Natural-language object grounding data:
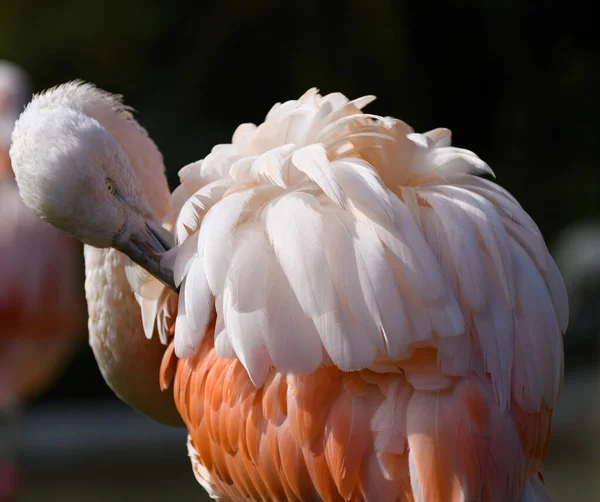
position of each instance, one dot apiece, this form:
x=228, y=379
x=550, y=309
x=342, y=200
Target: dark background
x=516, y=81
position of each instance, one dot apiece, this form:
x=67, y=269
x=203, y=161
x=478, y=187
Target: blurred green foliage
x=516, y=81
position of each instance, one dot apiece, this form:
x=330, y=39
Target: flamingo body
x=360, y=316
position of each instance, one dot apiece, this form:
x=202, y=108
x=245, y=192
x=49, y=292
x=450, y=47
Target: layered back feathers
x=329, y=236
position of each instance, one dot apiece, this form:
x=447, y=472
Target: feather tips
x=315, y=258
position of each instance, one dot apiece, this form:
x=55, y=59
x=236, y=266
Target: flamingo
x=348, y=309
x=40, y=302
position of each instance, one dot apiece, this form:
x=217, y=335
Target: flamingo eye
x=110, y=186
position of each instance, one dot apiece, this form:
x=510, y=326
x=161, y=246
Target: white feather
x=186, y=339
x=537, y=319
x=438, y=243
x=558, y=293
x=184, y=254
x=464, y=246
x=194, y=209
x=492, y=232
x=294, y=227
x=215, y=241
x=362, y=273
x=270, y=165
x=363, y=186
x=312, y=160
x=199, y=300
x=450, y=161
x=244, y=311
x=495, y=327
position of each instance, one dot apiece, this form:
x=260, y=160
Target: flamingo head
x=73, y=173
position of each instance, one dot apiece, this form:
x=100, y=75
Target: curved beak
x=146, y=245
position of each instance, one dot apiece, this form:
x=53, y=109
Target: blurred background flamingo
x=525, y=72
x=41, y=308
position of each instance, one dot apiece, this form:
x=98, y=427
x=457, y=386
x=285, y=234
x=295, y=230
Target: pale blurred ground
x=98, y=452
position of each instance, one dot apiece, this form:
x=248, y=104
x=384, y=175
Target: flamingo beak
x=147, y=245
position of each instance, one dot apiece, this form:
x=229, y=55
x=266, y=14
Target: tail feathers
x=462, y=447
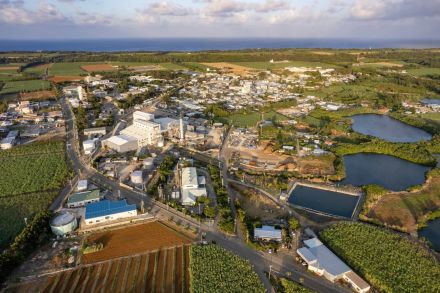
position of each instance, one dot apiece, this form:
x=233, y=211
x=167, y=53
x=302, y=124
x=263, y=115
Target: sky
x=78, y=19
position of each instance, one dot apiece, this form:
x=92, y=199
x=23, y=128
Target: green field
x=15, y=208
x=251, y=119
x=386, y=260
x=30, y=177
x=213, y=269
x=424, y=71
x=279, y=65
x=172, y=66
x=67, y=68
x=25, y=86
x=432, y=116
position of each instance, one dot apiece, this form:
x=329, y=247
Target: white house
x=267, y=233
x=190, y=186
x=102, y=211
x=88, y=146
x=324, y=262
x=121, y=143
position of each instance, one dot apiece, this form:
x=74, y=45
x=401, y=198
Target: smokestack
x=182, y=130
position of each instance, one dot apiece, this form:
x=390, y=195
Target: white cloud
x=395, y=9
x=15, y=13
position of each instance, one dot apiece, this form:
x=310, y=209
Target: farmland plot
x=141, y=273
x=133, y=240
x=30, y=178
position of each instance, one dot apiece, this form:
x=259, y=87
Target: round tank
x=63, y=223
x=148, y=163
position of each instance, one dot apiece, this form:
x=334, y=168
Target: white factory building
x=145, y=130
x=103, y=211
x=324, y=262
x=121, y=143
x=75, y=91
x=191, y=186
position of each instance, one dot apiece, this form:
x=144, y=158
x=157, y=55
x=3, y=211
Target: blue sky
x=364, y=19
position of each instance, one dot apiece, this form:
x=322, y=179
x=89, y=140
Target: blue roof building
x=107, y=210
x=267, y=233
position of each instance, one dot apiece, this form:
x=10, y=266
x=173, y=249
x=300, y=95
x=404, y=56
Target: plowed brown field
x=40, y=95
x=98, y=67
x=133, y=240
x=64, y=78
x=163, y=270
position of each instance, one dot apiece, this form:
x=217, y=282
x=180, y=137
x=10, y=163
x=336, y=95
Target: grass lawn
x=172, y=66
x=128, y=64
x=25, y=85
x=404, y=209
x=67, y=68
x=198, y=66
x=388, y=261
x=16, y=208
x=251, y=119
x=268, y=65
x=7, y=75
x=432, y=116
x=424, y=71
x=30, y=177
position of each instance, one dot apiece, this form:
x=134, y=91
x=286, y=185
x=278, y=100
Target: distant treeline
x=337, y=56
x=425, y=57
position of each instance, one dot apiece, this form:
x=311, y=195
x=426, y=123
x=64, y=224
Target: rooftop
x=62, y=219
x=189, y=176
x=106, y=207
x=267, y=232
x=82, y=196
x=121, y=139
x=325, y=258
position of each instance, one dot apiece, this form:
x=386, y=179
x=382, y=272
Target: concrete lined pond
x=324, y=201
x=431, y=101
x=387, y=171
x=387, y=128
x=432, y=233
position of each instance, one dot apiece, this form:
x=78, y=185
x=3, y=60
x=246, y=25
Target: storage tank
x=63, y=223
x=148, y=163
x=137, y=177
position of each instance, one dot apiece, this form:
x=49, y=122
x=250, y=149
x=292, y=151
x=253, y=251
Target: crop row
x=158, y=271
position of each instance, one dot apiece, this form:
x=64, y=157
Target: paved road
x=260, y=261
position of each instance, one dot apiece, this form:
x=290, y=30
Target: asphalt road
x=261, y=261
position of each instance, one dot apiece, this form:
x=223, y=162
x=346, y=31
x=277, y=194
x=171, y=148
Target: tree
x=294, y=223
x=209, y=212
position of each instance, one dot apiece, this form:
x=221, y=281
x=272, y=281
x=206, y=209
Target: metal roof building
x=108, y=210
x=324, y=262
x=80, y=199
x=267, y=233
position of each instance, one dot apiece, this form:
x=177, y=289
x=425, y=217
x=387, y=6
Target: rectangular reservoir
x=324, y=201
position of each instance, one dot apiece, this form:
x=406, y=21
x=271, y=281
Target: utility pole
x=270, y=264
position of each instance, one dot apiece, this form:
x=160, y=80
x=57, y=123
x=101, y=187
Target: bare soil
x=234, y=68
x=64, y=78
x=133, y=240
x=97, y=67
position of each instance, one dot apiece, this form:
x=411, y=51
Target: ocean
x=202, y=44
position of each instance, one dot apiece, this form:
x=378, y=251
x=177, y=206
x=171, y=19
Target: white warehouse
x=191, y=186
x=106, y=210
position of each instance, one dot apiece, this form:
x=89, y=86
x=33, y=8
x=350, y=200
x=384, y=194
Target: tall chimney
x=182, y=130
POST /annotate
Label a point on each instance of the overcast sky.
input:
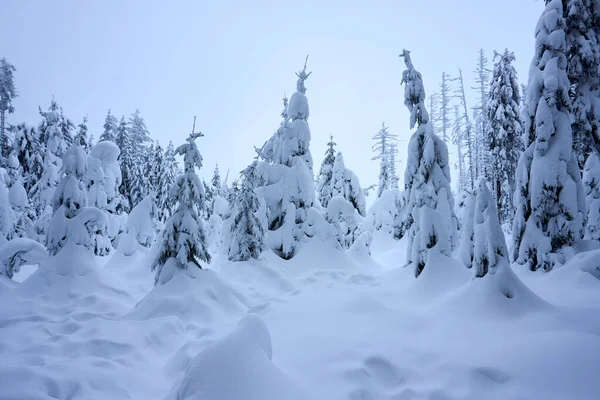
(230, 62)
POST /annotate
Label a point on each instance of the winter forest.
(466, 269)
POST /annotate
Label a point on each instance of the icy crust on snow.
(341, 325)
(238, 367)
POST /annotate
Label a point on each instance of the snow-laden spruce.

--

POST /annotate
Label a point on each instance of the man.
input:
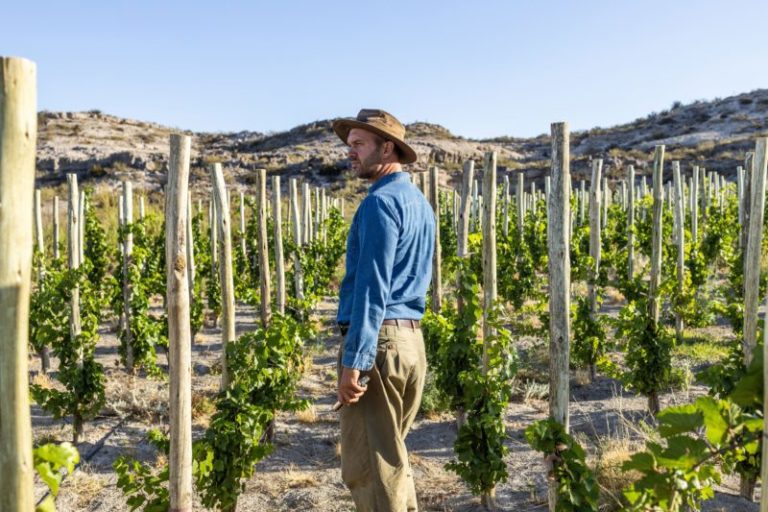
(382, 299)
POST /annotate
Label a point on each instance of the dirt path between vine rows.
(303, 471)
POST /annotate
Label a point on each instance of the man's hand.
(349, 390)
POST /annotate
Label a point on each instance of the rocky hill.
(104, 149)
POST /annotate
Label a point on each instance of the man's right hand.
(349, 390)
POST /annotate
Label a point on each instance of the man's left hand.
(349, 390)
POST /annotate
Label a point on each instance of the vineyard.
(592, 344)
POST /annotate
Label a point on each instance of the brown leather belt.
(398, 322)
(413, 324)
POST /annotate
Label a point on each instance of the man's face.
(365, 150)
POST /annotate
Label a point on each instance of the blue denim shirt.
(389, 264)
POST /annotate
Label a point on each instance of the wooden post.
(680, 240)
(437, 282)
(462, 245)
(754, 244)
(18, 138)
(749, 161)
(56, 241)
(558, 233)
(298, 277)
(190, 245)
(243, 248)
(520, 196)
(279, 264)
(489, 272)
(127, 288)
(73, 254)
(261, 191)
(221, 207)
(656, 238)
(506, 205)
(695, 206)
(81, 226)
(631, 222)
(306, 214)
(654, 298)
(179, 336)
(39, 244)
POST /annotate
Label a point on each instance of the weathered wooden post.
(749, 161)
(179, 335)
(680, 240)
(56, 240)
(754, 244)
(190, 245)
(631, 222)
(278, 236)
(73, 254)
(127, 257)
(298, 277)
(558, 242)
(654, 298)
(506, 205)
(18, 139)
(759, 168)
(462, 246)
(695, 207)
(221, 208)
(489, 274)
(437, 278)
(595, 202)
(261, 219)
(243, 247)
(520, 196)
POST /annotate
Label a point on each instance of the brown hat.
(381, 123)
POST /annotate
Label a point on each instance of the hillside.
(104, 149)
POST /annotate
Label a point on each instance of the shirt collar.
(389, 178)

**TASK DIRECTIONS:**
From the records above, copy only the lines running from the line holding "x=295, y=230" through the line holding "x=92, y=199", with no pictures.

**SOLUTION BELOW:**
x=295, y=230
Target: pale blurred ground
x=98, y=452
position of each instance, one dot apiece, this form:
x=248, y=104
x=384, y=175
Target: flamingo beak
x=147, y=245
position of each instance, one dot apiece, this form:
x=229, y=55
x=266, y=14
Target: tail feathers
x=462, y=447
position of each instance, one dot apiece, this form:
x=233, y=211
x=167, y=53
x=302, y=124
x=263, y=115
Target: sky
x=78, y=19
position of each instance, one dot apiece, this form:
x=92, y=199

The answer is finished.